==== REGISTROS
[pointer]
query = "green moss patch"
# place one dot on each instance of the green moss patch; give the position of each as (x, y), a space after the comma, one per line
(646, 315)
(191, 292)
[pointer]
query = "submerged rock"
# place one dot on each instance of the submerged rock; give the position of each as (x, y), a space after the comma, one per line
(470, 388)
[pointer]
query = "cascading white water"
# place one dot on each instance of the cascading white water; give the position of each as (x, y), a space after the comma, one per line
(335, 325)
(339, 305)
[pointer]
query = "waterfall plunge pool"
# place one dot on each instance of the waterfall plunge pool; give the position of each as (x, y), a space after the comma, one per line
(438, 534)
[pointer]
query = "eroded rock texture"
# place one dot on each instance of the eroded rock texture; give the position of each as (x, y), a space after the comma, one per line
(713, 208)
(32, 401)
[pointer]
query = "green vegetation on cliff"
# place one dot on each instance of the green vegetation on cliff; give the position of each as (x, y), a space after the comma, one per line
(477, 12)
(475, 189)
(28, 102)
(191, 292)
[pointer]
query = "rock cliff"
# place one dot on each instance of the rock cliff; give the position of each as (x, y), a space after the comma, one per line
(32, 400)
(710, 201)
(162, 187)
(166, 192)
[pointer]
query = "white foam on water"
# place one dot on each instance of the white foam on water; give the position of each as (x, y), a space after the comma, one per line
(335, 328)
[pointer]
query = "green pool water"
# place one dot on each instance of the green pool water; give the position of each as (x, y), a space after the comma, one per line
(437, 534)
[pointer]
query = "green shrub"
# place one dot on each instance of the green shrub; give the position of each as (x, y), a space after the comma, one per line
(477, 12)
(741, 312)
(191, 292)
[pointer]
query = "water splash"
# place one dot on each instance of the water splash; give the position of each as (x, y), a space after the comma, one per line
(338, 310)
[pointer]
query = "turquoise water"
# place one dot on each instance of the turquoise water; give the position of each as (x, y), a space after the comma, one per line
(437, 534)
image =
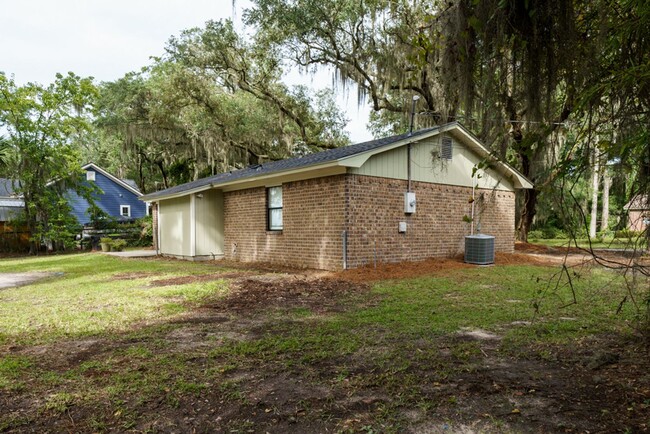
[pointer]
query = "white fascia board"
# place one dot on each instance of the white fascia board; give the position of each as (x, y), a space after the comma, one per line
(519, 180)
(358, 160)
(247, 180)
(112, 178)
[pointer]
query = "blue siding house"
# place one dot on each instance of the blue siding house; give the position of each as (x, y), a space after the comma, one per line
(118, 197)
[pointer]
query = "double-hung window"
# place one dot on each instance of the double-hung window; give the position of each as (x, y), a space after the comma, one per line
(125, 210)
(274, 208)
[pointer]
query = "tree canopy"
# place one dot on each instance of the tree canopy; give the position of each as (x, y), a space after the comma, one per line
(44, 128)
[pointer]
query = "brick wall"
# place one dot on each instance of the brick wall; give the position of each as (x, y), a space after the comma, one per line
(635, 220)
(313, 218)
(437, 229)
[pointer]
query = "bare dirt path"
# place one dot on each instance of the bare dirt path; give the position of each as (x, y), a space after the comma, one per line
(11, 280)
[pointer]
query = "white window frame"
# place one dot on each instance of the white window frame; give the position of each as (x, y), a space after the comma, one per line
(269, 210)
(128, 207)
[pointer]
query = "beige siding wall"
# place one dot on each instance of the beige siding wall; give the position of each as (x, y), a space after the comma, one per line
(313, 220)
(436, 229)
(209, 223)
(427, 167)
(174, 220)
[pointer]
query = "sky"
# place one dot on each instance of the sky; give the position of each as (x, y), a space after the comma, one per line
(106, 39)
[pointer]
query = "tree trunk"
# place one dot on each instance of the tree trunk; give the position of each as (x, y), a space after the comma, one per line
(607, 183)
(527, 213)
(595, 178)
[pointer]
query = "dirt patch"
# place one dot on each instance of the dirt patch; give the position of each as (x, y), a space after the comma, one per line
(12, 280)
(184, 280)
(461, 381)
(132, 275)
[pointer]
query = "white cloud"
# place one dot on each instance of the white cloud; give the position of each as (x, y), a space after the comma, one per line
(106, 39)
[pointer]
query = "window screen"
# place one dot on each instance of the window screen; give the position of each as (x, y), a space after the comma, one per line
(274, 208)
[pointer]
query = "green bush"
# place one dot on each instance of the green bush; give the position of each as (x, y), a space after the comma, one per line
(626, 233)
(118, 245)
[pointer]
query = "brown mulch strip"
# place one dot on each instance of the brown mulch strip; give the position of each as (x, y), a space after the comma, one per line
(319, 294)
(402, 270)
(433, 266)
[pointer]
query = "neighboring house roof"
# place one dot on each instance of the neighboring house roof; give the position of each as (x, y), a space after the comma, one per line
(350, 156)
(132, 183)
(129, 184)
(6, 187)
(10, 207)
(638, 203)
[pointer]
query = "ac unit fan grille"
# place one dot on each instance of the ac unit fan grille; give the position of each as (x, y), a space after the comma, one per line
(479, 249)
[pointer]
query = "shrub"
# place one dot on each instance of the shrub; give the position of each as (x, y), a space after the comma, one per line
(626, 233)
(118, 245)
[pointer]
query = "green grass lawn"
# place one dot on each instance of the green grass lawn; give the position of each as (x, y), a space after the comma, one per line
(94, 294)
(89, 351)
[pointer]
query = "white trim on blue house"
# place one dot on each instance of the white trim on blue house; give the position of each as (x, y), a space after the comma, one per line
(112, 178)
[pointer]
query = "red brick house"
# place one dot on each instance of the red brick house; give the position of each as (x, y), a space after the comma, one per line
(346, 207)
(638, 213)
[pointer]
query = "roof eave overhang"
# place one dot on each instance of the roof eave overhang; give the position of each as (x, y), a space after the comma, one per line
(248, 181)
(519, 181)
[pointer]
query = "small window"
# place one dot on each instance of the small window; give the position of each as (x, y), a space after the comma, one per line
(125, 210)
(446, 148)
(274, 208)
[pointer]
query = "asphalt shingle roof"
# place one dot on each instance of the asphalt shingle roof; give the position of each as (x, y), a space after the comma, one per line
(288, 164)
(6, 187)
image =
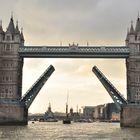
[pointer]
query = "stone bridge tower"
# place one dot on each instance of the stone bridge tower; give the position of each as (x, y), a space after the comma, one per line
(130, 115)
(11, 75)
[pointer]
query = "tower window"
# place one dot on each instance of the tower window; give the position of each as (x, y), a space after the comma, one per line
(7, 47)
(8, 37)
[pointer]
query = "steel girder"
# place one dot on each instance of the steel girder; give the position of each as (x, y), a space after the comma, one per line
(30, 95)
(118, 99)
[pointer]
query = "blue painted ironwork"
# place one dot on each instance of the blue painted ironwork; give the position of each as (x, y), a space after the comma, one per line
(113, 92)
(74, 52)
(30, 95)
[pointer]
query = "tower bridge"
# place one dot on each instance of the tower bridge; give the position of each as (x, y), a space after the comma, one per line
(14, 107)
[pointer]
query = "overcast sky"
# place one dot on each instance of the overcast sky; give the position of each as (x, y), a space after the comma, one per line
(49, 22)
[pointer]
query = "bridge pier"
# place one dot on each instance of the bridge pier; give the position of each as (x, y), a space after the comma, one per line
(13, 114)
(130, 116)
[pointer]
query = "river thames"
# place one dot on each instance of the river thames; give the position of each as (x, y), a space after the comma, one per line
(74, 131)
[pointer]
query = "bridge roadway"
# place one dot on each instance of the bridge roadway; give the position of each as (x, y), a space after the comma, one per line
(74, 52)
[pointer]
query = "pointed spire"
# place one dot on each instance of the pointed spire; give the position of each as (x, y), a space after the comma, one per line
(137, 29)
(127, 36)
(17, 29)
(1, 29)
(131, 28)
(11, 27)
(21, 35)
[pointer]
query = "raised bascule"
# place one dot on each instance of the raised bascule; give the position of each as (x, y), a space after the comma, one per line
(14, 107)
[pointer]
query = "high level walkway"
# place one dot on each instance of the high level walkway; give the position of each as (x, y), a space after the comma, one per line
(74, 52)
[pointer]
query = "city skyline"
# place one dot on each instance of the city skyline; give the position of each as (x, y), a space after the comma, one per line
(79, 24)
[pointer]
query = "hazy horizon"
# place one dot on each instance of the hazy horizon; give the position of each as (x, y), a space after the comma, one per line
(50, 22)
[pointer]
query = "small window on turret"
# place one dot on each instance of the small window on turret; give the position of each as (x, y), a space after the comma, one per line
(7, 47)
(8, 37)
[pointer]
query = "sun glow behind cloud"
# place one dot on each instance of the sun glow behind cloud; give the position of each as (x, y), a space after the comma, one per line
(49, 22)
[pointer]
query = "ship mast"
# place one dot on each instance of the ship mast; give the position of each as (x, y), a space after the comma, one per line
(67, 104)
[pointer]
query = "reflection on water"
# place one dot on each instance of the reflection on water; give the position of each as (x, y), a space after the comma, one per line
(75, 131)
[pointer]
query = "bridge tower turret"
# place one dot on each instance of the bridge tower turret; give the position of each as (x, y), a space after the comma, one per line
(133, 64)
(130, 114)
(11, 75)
========
● REQUISITOS DA TAREFA
Informe quantas linhas dos registros acima contêm a palavra "cascading". Responda apenas com o número.

● RESPOSTA DA TAREFA
2